SUPPLIED TEXT ::

Facebook memes typically feature a witty expression or phrase written in two parts, typed over a photograph or image that supports the impact of the punchline. The first meme I ever saw was this popular spin-off from the Lion King, in which Mufasa explains to Simba what lies beyond the light, at the ‘shadowy place’. 

Memes have become so widespread that you can create your own meme on a number of meme-generator sites. So instead of the above meme reading ‘The South’, you could insert anything you like, from ‘MacDonalds’, to ‘Malia’.

At best, a meme is a witty quip about some aspect of modern life. But most of the time, people use memes as a way to quickly justify and validate bad decisions or cheap shots at other individuals and groups. For example, the ‘People of Wal Mart’ page has over 25,000 likes on Facebook and is full of memes, but when you think about it, the page is a seriously creepy collection of photos taken of people unawares in order to make fun of their appearance.

There’s something about memes that have social media users hypnotised. Whether it’s the typeface or the supporting image or a combination of the two, memes seem to make hurtful statements acceptable and imbue flimsy observations of daily life with substance. In many cases, if you heard a stranger utter the same words out loud in a restaurant, you’d feel inclined to move tables.

SHORT TASK 1 ::
Answer these questions from the text on Facebook memes:
(a) What film is the first meme the writer ever saw a spin-off from?
(b) How many likes does the "People of Wal Mart" page have on Facebook?
(c) Where, according to the text, can you create your own meme?
SHORT TASK 2 ::
Reproduce the passage of the text on Facebook memes starting at "At best, a meme" and ending at "to move tables.".
SHORT TASK 3 ::
Write what follows the last sentence of the text on Facebook memes.
The rows that come next have no connection to the text on Facebook memes.

DATASET EXTRACT ::
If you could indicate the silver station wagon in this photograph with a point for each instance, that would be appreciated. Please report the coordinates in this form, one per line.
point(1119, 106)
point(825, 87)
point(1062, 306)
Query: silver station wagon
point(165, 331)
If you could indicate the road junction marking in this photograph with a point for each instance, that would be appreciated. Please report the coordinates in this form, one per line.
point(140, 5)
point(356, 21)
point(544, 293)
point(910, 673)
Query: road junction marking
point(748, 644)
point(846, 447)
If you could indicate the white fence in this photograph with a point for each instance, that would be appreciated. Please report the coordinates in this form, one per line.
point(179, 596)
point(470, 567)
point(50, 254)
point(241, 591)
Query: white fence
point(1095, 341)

EXERCISE ANSWER 1 ::
(a) The Lion King.
(b) Over 25,000.
(c) On a number of meme-generator sites.

EXERCISE ANSWER 2 ::
At best, a meme is a witty quip about some aspect of modern life. But most of the time, people use memes as a way to quickly justify and validate bad decisions or cheap shots at other individuals and groups. For example, the ‘People of Wal Mart’ page has over 25,000 likes on Facebook and is full of memes, but when you think about it, the page is a seriously creepy collection of photos taken of people unawares in order to make fun of their appearance.

There’s something about memes that have social media users hypnotised. Whether it’s the typeface or the supporting image or a combination of the two, memes seem to make hurtful statements acceptable and imbue flimsy observations of daily life with substance. In many cases, if you heard a stranger utter the same words out loud in a restaurant, you’d feel inclined to move tables.

EXERCISE ANSWER 3 ::
When it comes to gender, sexuality, dating and modern relationships, memes tend to promulgate the gender binary, lock women into double standards, portray all men as chauvinists and relationships as some kind of unhealthy fated fairytale.

There are a select number of popular memes that I keep seeing again and again over Facebook, Twitter and Instagram that really grind my gears because they romanticise harmful and polarising messages about gender. Without further ado, here are 5 popular Facebook memes that have crept all over the Internet and done exactly that: 

I also like the idea,

That someone, somewhere, had just broken up with their partner and made this meme to justify their dating status.

I’m sure many people all over the world ‘like’ the idea of soulmates but this meme promulgates the fantasy that modern relationships are like Disney films. In reality, there may well be one person you can spend your life with, but it takes hard work, co-operation, sacrifice, patience, acceptance, humility, negotiation and maturity to make a life-long relationship work with anyone. This meme typifies everything that is wrong with expectations of modern dating, thanks to happy-go-lucky sitcoms and chick-flicks.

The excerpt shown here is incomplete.